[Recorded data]
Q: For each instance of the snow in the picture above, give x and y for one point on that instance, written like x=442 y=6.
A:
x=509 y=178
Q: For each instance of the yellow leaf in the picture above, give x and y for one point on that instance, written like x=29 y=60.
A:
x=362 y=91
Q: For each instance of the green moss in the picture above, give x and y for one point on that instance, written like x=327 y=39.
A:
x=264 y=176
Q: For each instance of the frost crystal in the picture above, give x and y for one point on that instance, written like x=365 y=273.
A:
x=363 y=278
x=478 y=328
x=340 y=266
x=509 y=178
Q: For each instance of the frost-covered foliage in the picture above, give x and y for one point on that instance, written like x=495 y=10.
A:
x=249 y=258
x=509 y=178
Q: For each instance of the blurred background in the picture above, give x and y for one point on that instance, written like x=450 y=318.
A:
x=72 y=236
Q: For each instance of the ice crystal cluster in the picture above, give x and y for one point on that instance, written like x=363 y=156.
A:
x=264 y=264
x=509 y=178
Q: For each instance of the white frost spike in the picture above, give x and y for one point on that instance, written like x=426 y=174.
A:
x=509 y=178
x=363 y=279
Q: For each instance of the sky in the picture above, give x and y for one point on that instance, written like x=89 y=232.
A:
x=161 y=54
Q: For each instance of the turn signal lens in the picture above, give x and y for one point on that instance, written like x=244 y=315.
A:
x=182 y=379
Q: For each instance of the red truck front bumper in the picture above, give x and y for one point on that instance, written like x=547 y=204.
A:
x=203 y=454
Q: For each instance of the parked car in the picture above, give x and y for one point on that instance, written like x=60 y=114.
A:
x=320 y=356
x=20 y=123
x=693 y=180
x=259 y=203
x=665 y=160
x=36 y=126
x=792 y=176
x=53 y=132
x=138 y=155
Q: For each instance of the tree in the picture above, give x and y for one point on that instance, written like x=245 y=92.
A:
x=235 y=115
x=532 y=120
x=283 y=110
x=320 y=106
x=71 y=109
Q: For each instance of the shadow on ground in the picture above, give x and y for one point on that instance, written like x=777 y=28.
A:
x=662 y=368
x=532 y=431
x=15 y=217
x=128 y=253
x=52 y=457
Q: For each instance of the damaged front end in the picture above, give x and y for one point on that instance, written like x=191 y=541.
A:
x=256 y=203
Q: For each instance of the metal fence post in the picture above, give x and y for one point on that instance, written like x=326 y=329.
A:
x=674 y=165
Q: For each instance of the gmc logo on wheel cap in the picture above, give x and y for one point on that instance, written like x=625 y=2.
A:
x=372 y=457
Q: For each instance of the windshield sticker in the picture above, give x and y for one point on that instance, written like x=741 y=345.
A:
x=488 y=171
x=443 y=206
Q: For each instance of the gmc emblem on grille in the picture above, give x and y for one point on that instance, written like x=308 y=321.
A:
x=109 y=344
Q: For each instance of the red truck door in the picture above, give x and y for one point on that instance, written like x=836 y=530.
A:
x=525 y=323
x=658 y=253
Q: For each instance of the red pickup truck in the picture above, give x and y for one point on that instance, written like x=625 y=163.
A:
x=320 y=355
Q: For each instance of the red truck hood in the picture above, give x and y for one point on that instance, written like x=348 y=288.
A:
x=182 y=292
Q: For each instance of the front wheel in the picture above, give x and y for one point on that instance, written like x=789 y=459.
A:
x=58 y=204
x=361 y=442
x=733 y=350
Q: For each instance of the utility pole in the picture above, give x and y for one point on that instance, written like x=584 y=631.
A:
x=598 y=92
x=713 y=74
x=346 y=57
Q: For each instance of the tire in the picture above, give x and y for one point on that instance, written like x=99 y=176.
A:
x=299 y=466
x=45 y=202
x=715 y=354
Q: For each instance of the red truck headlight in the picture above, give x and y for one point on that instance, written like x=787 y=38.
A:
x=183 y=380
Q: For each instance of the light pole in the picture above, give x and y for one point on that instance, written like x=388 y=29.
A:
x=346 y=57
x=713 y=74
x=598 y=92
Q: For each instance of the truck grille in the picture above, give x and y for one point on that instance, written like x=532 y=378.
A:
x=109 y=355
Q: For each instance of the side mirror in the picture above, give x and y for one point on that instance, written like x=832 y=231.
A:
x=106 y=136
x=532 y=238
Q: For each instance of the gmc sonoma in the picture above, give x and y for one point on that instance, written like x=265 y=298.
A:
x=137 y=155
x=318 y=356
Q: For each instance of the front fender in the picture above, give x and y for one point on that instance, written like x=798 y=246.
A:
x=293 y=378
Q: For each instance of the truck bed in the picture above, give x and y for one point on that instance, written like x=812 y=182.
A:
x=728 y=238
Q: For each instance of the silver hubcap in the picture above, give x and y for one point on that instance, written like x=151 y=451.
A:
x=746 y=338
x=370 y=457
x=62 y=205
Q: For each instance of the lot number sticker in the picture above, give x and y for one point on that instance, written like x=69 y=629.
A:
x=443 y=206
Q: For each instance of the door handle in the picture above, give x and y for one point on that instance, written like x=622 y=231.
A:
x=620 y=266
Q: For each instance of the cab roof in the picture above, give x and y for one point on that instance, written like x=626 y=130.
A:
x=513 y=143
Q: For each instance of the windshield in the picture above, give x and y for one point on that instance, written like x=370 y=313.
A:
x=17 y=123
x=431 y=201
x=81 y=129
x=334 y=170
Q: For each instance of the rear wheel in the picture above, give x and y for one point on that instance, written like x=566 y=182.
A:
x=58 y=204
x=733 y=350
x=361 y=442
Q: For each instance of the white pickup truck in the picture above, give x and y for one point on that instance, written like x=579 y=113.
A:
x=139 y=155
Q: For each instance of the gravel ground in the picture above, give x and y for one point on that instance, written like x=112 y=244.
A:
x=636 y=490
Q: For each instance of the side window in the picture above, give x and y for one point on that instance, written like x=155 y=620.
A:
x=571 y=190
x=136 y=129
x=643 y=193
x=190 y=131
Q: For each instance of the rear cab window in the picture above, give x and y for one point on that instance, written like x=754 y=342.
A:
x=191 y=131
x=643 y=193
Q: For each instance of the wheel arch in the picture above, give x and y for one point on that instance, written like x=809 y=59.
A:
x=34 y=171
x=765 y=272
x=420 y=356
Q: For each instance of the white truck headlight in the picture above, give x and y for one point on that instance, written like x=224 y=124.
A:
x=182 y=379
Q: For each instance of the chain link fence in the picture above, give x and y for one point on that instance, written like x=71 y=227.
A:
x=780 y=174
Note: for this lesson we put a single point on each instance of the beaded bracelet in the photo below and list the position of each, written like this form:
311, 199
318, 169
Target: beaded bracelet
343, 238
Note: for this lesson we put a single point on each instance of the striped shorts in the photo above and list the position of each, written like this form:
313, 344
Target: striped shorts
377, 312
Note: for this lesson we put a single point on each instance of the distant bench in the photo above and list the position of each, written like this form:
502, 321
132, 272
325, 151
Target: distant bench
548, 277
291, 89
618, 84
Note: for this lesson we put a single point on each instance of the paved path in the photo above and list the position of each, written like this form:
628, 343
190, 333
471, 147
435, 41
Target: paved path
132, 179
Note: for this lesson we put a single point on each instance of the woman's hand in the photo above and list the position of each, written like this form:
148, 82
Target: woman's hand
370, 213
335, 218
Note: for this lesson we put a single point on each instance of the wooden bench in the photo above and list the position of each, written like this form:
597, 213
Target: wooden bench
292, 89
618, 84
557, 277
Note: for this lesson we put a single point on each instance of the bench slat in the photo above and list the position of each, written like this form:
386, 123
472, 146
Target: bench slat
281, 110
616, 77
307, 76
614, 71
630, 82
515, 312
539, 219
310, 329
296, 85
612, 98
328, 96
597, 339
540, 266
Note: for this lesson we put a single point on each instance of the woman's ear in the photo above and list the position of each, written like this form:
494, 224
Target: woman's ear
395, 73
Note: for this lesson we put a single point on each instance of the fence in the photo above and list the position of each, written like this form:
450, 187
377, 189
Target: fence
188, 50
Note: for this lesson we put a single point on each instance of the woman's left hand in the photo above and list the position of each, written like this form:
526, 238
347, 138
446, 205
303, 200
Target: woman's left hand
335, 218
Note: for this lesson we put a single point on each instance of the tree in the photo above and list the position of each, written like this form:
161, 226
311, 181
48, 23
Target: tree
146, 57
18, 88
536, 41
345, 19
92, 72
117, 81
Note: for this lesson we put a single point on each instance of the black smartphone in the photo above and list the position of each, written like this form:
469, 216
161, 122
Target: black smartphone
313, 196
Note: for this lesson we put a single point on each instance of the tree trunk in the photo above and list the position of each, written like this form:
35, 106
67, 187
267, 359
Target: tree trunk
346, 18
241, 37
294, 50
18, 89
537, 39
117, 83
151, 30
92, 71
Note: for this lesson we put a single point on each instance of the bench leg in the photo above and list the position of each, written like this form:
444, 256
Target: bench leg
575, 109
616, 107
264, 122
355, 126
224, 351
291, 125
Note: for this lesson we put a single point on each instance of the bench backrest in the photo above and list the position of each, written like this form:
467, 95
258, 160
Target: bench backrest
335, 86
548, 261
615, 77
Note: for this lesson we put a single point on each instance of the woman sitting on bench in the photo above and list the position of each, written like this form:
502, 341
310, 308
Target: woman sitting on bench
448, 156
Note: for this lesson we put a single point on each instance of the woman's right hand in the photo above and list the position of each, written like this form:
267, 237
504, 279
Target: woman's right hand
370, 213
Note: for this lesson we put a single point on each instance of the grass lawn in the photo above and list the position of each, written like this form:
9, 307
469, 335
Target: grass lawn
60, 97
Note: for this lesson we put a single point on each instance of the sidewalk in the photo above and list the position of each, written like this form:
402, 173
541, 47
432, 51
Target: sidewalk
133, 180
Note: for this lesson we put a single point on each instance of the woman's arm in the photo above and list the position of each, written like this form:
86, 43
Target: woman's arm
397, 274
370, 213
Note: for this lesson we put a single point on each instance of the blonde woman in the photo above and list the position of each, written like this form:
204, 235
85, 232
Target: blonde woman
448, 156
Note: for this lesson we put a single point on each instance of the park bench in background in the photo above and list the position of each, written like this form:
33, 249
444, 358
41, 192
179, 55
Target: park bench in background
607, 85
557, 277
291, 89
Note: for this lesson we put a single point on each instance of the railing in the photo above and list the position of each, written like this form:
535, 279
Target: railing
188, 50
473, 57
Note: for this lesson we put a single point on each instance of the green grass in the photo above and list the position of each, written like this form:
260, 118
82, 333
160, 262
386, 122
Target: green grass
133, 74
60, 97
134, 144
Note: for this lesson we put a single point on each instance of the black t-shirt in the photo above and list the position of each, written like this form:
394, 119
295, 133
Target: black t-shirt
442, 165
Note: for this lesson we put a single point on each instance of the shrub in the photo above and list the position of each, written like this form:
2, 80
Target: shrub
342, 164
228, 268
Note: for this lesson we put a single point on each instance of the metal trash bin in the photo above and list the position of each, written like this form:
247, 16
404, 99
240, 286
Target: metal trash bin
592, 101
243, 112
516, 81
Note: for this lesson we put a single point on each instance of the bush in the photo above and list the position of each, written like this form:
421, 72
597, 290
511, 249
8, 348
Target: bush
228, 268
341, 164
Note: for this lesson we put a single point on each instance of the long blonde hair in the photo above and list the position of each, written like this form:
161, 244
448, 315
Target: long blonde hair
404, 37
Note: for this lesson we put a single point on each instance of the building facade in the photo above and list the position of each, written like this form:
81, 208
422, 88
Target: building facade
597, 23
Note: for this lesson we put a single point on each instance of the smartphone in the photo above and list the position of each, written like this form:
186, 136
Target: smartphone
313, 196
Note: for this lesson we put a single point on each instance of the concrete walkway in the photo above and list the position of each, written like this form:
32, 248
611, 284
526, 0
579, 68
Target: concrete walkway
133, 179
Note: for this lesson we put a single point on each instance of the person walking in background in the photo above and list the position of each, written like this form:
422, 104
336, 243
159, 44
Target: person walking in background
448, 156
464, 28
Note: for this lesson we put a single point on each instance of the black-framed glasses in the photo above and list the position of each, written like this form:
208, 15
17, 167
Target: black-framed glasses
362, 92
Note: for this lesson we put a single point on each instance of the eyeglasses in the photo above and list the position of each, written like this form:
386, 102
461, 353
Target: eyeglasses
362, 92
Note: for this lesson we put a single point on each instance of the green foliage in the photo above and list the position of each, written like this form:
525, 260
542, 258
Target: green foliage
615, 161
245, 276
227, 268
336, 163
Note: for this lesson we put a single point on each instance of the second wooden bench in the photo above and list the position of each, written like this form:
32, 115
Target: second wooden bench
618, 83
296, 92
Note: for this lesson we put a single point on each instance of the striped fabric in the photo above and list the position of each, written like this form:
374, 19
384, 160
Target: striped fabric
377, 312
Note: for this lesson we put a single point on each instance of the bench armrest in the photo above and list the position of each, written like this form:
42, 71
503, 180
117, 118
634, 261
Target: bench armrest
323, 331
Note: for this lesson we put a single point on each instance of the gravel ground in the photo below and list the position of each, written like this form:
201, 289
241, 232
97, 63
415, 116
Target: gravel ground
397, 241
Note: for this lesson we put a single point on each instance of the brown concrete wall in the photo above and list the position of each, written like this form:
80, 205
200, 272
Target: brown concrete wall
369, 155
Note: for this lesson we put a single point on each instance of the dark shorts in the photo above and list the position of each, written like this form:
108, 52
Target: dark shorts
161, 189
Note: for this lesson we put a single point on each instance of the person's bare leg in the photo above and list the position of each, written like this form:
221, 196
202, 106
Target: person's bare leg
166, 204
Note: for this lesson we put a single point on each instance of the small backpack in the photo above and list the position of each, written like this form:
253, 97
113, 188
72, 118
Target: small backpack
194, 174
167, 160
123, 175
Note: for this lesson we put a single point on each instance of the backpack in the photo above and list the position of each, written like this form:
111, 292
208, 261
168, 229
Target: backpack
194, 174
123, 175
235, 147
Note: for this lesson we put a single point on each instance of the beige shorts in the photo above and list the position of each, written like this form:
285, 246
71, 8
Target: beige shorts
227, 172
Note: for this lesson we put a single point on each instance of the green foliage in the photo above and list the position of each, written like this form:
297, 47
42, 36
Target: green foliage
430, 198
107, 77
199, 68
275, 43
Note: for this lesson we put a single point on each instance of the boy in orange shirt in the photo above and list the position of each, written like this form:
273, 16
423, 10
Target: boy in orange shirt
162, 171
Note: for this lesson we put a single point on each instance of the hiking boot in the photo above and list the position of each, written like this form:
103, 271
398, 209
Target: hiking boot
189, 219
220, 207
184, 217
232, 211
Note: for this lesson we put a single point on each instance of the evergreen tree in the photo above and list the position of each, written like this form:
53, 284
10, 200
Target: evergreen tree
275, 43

* Exercise:
Whenever the string "pole" turns up in a line of the data, copy that line.

* Answer:
Q: For each instance of the utility pole in the picture above, give x and y for one point on that instance, written like x=584 y=631.
Q: For each instance of the light pole in the picture above, give x and y for one point on that instance, written like x=388 y=29.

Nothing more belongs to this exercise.